[Collected data]
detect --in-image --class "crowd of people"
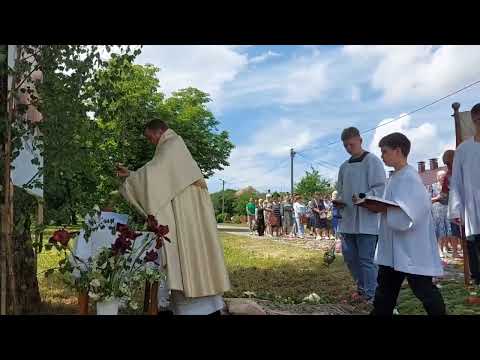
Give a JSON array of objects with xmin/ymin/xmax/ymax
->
[
  {"xmin": 245, "ymin": 192, "xmax": 341, "ymax": 241},
  {"xmin": 243, "ymin": 102, "xmax": 480, "ymax": 316}
]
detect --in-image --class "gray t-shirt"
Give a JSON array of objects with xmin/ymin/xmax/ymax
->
[{"xmin": 336, "ymin": 152, "xmax": 387, "ymax": 235}]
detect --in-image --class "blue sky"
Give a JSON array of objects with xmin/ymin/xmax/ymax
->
[{"xmin": 135, "ymin": 45, "xmax": 480, "ymax": 193}]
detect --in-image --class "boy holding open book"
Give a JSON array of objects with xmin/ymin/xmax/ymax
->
[{"xmin": 360, "ymin": 132, "xmax": 446, "ymax": 315}]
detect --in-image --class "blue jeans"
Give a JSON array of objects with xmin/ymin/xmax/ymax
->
[
  {"xmin": 295, "ymin": 217, "xmax": 305, "ymax": 236},
  {"xmin": 341, "ymin": 233, "xmax": 378, "ymax": 300}
]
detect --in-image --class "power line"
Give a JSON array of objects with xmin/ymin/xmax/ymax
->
[
  {"xmin": 297, "ymin": 153, "xmax": 339, "ymax": 170},
  {"xmin": 299, "ymin": 78, "xmax": 480, "ymax": 155},
  {"xmin": 218, "ymin": 158, "xmax": 291, "ymax": 189}
]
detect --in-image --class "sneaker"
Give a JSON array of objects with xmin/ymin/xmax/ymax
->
[{"xmin": 351, "ymin": 292, "xmax": 364, "ymax": 302}]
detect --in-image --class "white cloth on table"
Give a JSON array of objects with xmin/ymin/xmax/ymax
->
[{"xmin": 73, "ymin": 212, "xmax": 129, "ymax": 263}]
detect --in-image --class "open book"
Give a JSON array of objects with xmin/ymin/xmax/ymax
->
[
  {"xmin": 331, "ymin": 199, "xmax": 347, "ymax": 206},
  {"xmin": 354, "ymin": 195, "xmax": 399, "ymax": 208}
]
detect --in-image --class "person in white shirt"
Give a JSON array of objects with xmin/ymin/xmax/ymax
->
[
  {"xmin": 368, "ymin": 132, "xmax": 445, "ymax": 315},
  {"xmin": 449, "ymin": 103, "xmax": 480, "ymax": 286},
  {"xmin": 293, "ymin": 195, "xmax": 307, "ymax": 239}
]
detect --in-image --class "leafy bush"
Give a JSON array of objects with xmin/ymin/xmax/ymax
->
[
  {"xmin": 216, "ymin": 213, "xmax": 230, "ymax": 223},
  {"xmin": 231, "ymin": 215, "xmax": 242, "ymax": 224}
]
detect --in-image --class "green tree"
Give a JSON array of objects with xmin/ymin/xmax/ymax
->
[
  {"xmin": 88, "ymin": 61, "xmax": 235, "ymax": 223},
  {"xmin": 210, "ymin": 189, "xmax": 236, "ymax": 218},
  {"xmin": 234, "ymin": 191, "xmax": 257, "ymax": 216},
  {"xmin": 294, "ymin": 166, "xmax": 333, "ymax": 199},
  {"xmin": 1, "ymin": 45, "xmax": 140, "ymax": 314},
  {"xmin": 163, "ymin": 87, "xmax": 234, "ymax": 178}
]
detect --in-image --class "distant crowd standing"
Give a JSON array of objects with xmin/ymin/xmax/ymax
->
[
  {"xmin": 245, "ymin": 192, "xmax": 340, "ymax": 241},
  {"xmin": 243, "ymin": 102, "xmax": 480, "ymax": 316}
]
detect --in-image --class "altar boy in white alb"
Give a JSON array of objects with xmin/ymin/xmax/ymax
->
[
  {"xmin": 368, "ymin": 132, "xmax": 446, "ymax": 315},
  {"xmin": 449, "ymin": 103, "xmax": 480, "ymax": 286}
]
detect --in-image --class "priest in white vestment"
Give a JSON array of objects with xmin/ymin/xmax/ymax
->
[
  {"xmin": 365, "ymin": 132, "xmax": 446, "ymax": 315},
  {"xmin": 116, "ymin": 119, "xmax": 231, "ymax": 315},
  {"xmin": 449, "ymin": 103, "xmax": 480, "ymax": 286}
]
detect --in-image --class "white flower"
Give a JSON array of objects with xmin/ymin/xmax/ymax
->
[
  {"xmin": 90, "ymin": 279, "xmax": 101, "ymax": 288},
  {"xmin": 303, "ymin": 293, "xmax": 321, "ymax": 303},
  {"xmin": 88, "ymin": 291, "xmax": 100, "ymax": 301}
]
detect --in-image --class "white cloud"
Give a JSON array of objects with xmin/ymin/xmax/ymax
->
[
  {"xmin": 221, "ymin": 52, "xmax": 331, "ymax": 108},
  {"xmin": 283, "ymin": 61, "xmax": 329, "ymax": 104},
  {"xmin": 135, "ymin": 45, "xmax": 249, "ymax": 105},
  {"xmin": 368, "ymin": 114, "xmax": 455, "ymax": 168},
  {"xmin": 351, "ymin": 85, "xmax": 361, "ymax": 102},
  {"xmin": 343, "ymin": 45, "xmax": 480, "ymax": 104},
  {"xmin": 249, "ymin": 50, "xmax": 282, "ymax": 64},
  {"xmin": 207, "ymin": 117, "xmax": 331, "ymax": 191}
]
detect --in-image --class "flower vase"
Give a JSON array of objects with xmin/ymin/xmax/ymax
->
[
  {"xmin": 96, "ymin": 298, "xmax": 121, "ymax": 315},
  {"xmin": 78, "ymin": 292, "xmax": 89, "ymax": 315}
]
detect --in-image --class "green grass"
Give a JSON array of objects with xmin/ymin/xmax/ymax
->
[
  {"xmin": 36, "ymin": 226, "xmax": 81, "ymax": 314},
  {"xmin": 397, "ymin": 280, "xmax": 480, "ymax": 315},
  {"xmin": 221, "ymin": 233, "xmax": 356, "ymax": 305},
  {"xmin": 36, "ymin": 228, "xmax": 480, "ymax": 315}
]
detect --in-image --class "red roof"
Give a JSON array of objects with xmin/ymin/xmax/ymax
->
[{"xmin": 418, "ymin": 166, "xmax": 447, "ymax": 187}]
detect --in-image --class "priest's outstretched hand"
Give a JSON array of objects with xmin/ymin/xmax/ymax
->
[{"xmin": 116, "ymin": 164, "xmax": 130, "ymax": 178}]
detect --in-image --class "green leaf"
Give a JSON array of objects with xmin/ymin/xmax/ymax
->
[{"xmin": 45, "ymin": 269, "xmax": 55, "ymax": 278}]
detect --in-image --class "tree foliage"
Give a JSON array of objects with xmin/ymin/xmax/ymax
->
[
  {"xmin": 210, "ymin": 189, "xmax": 237, "ymax": 218},
  {"xmin": 294, "ymin": 166, "xmax": 334, "ymax": 199},
  {"xmin": 88, "ymin": 59, "xmax": 235, "ymax": 224}
]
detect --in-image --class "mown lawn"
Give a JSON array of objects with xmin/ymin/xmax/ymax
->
[
  {"xmin": 36, "ymin": 229, "xmax": 480, "ymax": 315},
  {"xmin": 221, "ymin": 233, "xmax": 355, "ymax": 305}
]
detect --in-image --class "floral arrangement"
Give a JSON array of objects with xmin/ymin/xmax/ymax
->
[{"xmin": 46, "ymin": 213, "xmax": 170, "ymax": 311}]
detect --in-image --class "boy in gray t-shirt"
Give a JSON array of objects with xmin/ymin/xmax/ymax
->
[{"xmin": 336, "ymin": 127, "xmax": 386, "ymax": 303}]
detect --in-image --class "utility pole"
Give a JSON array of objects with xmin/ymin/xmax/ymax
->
[
  {"xmin": 290, "ymin": 148, "xmax": 296, "ymax": 196},
  {"xmin": 220, "ymin": 179, "xmax": 225, "ymax": 220}
]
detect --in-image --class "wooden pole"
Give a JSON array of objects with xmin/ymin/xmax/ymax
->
[
  {"xmin": 1, "ymin": 45, "xmax": 8, "ymax": 315},
  {"xmin": 452, "ymin": 102, "xmax": 471, "ymax": 287},
  {"xmin": 148, "ymin": 281, "xmax": 159, "ymax": 315},
  {"xmin": 143, "ymin": 280, "xmax": 151, "ymax": 313},
  {"xmin": 3, "ymin": 45, "xmax": 19, "ymax": 314}
]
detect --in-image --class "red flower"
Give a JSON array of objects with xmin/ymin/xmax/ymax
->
[
  {"xmin": 144, "ymin": 249, "xmax": 158, "ymax": 262},
  {"xmin": 155, "ymin": 237, "xmax": 164, "ymax": 249},
  {"xmin": 49, "ymin": 229, "xmax": 74, "ymax": 247},
  {"xmin": 146, "ymin": 215, "xmax": 159, "ymax": 232},
  {"xmin": 146, "ymin": 215, "xmax": 170, "ymax": 249},
  {"xmin": 116, "ymin": 223, "xmax": 129, "ymax": 234},
  {"xmin": 156, "ymin": 225, "xmax": 169, "ymax": 237},
  {"xmin": 111, "ymin": 234, "xmax": 132, "ymax": 255},
  {"xmin": 116, "ymin": 223, "xmax": 141, "ymax": 241}
]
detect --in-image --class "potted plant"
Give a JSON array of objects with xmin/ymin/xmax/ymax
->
[
  {"xmin": 46, "ymin": 214, "xmax": 170, "ymax": 315},
  {"xmin": 85, "ymin": 216, "xmax": 169, "ymax": 315}
]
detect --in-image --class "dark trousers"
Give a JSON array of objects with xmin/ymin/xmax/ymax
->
[
  {"xmin": 467, "ymin": 235, "xmax": 480, "ymax": 284},
  {"xmin": 371, "ymin": 265, "xmax": 446, "ymax": 316}
]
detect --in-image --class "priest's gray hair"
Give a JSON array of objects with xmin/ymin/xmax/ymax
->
[{"xmin": 144, "ymin": 118, "xmax": 169, "ymax": 132}]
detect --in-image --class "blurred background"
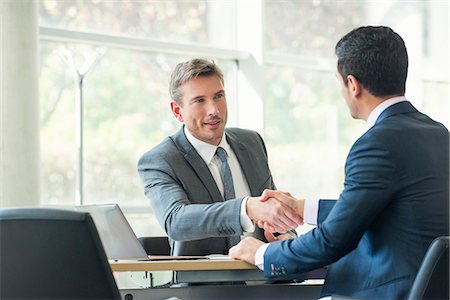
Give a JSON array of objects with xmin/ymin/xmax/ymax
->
[{"xmin": 2, "ymin": 0, "xmax": 449, "ymax": 237}]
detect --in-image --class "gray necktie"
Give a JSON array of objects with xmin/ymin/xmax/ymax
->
[
  {"xmin": 215, "ymin": 147, "xmax": 236, "ymax": 200},
  {"xmin": 216, "ymin": 147, "xmax": 240, "ymax": 248}
]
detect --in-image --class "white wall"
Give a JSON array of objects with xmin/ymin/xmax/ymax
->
[{"xmin": 0, "ymin": 0, "xmax": 40, "ymax": 207}]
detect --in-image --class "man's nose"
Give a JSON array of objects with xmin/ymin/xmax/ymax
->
[{"xmin": 206, "ymin": 99, "xmax": 219, "ymax": 115}]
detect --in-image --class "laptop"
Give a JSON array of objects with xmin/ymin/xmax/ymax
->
[
  {"xmin": 75, "ymin": 204, "xmax": 150, "ymax": 260},
  {"xmin": 75, "ymin": 204, "xmax": 218, "ymax": 261}
]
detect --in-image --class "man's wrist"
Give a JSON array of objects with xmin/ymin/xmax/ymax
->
[{"xmin": 245, "ymin": 196, "xmax": 257, "ymax": 220}]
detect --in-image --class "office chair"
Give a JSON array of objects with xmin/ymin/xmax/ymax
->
[
  {"xmin": 138, "ymin": 236, "xmax": 173, "ymax": 287},
  {"xmin": 332, "ymin": 236, "xmax": 449, "ymax": 300},
  {"xmin": 408, "ymin": 236, "xmax": 449, "ymax": 300},
  {"xmin": 138, "ymin": 236, "xmax": 170, "ymax": 255},
  {"xmin": 0, "ymin": 208, "xmax": 121, "ymax": 300}
]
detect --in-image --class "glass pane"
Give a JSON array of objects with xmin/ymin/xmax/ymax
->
[
  {"xmin": 264, "ymin": 65, "xmax": 365, "ymax": 200},
  {"xmin": 39, "ymin": 0, "xmax": 235, "ymax": 48},
  {"xmin": 263, "ymin": 0, "xmax": 448, "ymax": 205},
  {"xmin": 422, "ymin": 81, "xmax": 450, "ymax": 128},
  {"xmin": 40, "ymin": 42, "xmax": 77, "ymax": 204},
  {"xmin": 40, "ymin": 40, "xmax": 238, "ymax": 207},
  {"xmin": 264, "ymin": 0, "xmax": 363, "ymax": 57}
]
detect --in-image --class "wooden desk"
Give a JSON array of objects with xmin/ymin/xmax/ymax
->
[
  {"xmin": 110, "ymin": 259, "xmax": 325, "ymax": 300},
  {"xmin": 110, "ymin": 258, "xmax": 326, "ymax": 285},
  {"xmin": 110, "ymin": 258, "xmax": 257, "ymax": 272},
  {"xmin": 110, "ymin": 258, "xmax": 263, "ymax": 283}
]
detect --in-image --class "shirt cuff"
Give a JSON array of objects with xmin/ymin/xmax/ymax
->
[
  {"xmin": 255, "ymin": 243, "xmax": 270, "ymax": 271},
  {"xmin": 304, "ymin": 198, "xmax": 319, "ymax": 226},
  {"xmin": 240, "ymin": 197, "xmax": 255, "ymax": 232}
]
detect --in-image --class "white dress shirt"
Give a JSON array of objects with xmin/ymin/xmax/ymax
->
[
  {"xmin": 184, "ymin": 127, "xmax": 255, "ymax": 232},
  {"xmin": 255, "ymin": 96, "xmax": 408, "ymax": 271}
]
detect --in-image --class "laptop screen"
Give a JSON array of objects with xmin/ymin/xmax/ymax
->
[{"xmin": 75, "ymin": 204, "xmax": 148, "ymax": 260}]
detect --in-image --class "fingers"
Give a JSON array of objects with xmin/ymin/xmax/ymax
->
[
  {"xmin": 248, "ymin": 195, "xmax": 303, "ymax": 232},
  {"xmin": 281, "ymin": 203, "xmax": 304, "ymax": 225},
  {"xmin": 266, "ymin": 199, "xmax": 302, "ymax": 230},
  {"xmin": 277, "ymin": 232, "xmax": 296, "ymax": 241},
  {"xmin": 259, "ymin": 221, "xmax": 276, "ymax": 233},
  {"xmin": 264, "ymin": 230, "xmax": 278, "ymax": 242},
  {"xmin": 267, "ymin": 216, "xmax": 293, "ymax": 232},
  {"xmin": 283, "ymin": 191, "xmax": 293, "ymax": 197},
  {"xmin": 263, "ymin": 222, "xmax": 276, "ymax": 232},
  {"xmin": 255, "ymin": 220, "xmax": 264, "ymax": 228},
  {"xmin": 228, "ymin": 244, "xmax": 239, "ymax": 259},
  {"xmin": 272, "ymin": 192, "xmax": 297, "ymax": 209},
  {"xmin": 228, "ymin": 237, "xmax": 263, "ymax": 265},
  {"xmin": 261, "ymin": 190, "xmax": 298, "ymax": 212},
  {"xmin": 260, "ymin": 189, "xmax": 292, "ymax": 201},
  {"xmin": 264, "ymin": 230, "xmax": 295, "ymax": 242},
  {"xmin": 256, "ymin": 220, "xmax": 276, "ymax": 232}
]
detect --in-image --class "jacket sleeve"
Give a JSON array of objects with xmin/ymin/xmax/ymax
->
[
  {"xmin": 263, "ymin": 133, "xmax": 397, "ymax": 277},
  {"xmin": 137, "ymin": 148, "xmax": 244, "ymax": 242}
]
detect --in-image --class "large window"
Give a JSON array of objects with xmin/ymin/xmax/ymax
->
[
  {"xmin": 39, "ymin": 0, "xmax": 449, "ymax": 236},
  {"xmin": 39, "ymin": 0, "xmax": 239, "ymax": 236},
  {"xmin": 40, "ymin": 41, "xmax": 237, "ymax": 206},
  {"xmin": 263, "ymin": 0, "xmax": 449, "ymax": 203},
  {"xmin": 40, "ymin": 1, "xmax": 227, "ymax": 46}
]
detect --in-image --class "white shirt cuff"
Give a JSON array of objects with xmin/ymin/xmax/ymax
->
[
  {"xmin": 240, "ymin": 197, "xmax": 255, "ymax": 232},
  {"xmin": 304, "ymin": 198, "xmax": 319, "ymax": 226},
  {"xmin": 255, "ymin": 243, "xmax": 269, "ymax": 270}
]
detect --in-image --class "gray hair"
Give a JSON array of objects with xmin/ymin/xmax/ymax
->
[{"xmin": 169, "ymin": 58, "xmax": 224, "ymax": 105}]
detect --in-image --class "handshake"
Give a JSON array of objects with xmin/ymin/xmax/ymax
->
[{"xmin": 246, "ymin": 189, "xmax": 305, "ymax": 234}]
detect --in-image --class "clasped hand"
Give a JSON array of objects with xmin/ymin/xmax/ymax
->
[
  {"xmin": 230, "ymin": 190, "xmax": 304, "ymax": 265},
  {"xmin": 246, "ymin": 189, "xmax": 305, "ymax": 233}
]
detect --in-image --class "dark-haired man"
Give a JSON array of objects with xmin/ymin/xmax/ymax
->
[
  {"xmin": 230, "ymin": 26, "xmax": 449, "ymax": 299},
  {"xmin": 138, "ymin": 58, "xmax": 300, "ymax": 256}
]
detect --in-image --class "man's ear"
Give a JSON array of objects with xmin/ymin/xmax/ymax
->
[
  {"xmin": 347, "ymin": 75, "xmax": 361, "ymax": 97},
  {"xmin": 170, "ymin": 101, "xmax": 184, "ymax": 122}
]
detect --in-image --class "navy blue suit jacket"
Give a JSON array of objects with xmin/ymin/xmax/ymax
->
[{"xmin": 264, "ymin": 101, "xmax": 449, "ymax": 299}]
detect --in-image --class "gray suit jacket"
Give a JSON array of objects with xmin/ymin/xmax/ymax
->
[{"xmin": 138, "ymin": 126, "xmax": 276, "ymax": 255}]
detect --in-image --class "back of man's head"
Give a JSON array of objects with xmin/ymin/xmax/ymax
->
[
  {"xmin": 335, "ymin": 26, "xmax": 408, "ymax": 97},
  {"xmin": 169, "ymin": 58, "xmax": 224, "ymax": 105}
]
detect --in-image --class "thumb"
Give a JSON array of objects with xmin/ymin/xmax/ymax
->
[{"xmin": 260, "ymin": 189, "xmax": 276, "ymax": 202}]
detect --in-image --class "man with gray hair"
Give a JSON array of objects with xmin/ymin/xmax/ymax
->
[{"xmin": 138, "ymin": 58, "xmax": 301, "ymax": 256}]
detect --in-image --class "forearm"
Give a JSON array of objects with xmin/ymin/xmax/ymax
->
[
  {"xmin": 147, "ymin": 184, "xmax": 244, "ymax": 241},
  {"xmin": 167, "ymin": 200, "xmax": 243, "ymax": 241}
]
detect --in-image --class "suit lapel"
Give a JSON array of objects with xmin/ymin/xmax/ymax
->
[
  {"xmin": 226, "ymin": 131, "xmax": 260, "ymax": 196},
  {"xmin": 171, "ymin": 127, "xmax": 223, "ymax": 202}
]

● **Task item**:
Exactly one number is the answer: how many lines in the data include the word "flower".

● **Output**:
3